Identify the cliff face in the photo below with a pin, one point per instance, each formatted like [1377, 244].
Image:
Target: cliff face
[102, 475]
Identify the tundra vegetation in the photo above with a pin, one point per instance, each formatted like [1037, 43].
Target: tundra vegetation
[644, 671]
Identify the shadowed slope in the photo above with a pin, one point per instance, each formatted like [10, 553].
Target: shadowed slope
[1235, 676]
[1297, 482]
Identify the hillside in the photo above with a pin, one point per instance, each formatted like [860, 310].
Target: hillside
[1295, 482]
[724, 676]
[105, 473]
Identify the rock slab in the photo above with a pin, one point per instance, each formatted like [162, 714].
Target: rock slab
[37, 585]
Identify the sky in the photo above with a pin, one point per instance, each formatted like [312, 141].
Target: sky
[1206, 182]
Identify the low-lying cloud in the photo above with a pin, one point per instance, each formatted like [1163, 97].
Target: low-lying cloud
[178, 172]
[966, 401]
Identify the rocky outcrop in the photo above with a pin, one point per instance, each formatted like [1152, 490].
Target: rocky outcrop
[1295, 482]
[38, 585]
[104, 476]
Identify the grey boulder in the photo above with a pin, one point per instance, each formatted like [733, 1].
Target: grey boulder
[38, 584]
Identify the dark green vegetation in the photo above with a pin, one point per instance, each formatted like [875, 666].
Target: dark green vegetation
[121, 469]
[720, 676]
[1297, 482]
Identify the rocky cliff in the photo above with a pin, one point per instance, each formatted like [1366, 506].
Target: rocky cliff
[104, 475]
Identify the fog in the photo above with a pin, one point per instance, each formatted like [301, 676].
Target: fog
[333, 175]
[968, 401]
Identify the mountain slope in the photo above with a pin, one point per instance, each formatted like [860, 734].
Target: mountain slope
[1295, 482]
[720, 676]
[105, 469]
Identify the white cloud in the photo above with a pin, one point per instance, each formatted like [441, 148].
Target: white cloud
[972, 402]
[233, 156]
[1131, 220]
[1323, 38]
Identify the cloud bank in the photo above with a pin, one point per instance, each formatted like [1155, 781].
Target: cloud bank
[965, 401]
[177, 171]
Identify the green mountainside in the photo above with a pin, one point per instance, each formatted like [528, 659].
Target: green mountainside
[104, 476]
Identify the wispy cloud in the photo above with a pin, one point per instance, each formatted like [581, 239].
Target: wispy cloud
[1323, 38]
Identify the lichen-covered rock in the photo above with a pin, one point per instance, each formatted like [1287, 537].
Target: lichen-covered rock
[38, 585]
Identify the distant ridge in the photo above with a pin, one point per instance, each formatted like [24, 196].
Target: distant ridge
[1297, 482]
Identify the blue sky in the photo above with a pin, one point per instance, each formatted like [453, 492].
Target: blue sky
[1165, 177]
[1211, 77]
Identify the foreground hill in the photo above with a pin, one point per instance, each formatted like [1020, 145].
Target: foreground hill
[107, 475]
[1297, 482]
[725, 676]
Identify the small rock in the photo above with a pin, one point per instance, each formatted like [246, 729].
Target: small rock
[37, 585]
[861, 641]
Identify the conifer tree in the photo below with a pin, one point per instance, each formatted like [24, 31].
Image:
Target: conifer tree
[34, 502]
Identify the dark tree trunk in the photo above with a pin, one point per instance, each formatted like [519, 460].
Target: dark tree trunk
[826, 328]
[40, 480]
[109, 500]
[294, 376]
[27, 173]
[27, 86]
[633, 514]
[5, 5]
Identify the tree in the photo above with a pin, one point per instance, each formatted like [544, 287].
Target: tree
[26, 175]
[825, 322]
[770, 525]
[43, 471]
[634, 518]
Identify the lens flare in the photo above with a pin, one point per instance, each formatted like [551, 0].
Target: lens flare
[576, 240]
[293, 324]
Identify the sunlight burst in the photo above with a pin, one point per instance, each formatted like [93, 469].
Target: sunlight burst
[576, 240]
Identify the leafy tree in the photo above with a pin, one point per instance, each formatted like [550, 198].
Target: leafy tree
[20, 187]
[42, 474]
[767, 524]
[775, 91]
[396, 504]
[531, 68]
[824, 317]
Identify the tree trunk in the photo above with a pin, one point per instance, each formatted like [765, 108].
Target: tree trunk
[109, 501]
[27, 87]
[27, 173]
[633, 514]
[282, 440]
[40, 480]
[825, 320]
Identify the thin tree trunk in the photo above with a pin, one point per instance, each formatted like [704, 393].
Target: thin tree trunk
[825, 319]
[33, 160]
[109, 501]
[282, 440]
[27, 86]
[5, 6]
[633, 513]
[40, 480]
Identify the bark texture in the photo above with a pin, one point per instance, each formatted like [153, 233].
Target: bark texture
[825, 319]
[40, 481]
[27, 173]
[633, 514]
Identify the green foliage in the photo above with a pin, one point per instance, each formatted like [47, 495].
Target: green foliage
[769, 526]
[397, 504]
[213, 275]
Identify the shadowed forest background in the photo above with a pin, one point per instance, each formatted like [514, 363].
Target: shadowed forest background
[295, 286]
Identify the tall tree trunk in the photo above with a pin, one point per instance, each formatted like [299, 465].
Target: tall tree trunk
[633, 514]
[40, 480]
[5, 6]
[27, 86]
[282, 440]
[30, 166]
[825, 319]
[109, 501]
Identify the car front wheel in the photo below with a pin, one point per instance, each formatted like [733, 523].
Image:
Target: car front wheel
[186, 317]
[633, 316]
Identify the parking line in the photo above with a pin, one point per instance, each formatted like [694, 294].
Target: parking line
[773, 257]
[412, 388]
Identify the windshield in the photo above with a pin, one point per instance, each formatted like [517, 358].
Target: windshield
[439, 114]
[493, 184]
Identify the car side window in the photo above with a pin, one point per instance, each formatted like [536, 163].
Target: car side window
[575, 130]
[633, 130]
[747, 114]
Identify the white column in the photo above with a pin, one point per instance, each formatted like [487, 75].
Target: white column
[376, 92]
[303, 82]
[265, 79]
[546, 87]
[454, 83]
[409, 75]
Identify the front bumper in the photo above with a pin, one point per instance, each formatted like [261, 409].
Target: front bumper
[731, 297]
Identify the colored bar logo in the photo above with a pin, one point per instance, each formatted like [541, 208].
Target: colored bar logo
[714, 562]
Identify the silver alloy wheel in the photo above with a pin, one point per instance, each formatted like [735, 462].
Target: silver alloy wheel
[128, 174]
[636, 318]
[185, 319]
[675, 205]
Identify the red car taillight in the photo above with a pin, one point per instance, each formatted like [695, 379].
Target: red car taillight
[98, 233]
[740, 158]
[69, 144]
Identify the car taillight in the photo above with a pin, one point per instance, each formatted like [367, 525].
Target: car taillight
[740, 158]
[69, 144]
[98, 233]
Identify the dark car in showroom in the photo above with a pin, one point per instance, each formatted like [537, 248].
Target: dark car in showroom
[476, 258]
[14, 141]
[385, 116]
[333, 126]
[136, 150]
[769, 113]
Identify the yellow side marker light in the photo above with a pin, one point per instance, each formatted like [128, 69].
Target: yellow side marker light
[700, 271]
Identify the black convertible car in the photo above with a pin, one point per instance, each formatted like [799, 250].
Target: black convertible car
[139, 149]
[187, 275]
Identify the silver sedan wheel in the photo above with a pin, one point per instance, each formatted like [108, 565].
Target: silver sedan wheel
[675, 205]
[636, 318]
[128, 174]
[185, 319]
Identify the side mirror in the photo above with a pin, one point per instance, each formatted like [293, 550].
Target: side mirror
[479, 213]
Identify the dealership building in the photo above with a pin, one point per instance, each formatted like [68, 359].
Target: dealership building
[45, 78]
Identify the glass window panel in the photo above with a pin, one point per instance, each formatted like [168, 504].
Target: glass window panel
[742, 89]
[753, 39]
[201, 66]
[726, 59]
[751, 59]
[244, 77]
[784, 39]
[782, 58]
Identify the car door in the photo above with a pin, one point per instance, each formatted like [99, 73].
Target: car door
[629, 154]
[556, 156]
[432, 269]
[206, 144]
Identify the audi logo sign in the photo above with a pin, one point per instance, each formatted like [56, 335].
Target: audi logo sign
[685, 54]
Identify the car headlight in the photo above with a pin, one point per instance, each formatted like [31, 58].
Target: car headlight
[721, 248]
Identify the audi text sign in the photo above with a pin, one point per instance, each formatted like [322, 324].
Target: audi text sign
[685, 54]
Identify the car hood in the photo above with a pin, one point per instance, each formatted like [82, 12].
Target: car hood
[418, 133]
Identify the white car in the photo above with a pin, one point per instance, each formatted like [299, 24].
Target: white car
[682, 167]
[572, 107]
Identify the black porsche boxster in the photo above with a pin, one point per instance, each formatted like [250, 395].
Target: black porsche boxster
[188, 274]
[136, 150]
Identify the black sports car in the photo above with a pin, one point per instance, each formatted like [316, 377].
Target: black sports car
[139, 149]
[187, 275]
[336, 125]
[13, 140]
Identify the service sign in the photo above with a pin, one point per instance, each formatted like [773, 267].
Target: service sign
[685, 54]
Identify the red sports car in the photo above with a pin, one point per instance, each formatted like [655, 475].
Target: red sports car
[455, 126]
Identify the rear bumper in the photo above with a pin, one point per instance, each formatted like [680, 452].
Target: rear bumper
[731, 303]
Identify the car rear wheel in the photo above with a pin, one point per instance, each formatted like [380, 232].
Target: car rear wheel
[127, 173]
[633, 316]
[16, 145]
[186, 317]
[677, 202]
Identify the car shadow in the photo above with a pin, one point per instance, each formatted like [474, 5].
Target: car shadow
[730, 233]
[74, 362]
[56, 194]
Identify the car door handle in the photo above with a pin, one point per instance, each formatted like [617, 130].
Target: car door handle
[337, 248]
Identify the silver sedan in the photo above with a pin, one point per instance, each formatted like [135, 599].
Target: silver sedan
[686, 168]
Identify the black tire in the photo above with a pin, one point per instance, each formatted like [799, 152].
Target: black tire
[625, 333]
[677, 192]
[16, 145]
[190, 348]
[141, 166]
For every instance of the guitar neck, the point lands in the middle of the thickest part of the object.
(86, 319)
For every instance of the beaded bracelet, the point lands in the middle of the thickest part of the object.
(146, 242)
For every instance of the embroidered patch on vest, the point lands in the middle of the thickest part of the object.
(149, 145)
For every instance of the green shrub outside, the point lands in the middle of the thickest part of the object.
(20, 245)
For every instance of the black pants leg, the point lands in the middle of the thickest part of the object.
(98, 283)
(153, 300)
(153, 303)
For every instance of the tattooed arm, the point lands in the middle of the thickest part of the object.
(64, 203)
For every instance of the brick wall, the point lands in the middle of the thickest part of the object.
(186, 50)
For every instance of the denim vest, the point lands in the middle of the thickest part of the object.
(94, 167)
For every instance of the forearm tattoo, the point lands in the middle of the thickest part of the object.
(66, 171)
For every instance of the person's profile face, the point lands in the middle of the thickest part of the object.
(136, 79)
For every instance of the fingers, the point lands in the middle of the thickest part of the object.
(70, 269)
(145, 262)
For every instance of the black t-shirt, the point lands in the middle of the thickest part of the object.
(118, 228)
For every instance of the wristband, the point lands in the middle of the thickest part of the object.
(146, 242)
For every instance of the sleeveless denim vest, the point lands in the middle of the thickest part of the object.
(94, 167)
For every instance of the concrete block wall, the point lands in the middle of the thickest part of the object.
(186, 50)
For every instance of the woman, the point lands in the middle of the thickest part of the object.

EXERCISE PROMPT: Going through the material above, work out how many lines contain the string "below" and give only that figure.

WRITTEN ANSWER: 3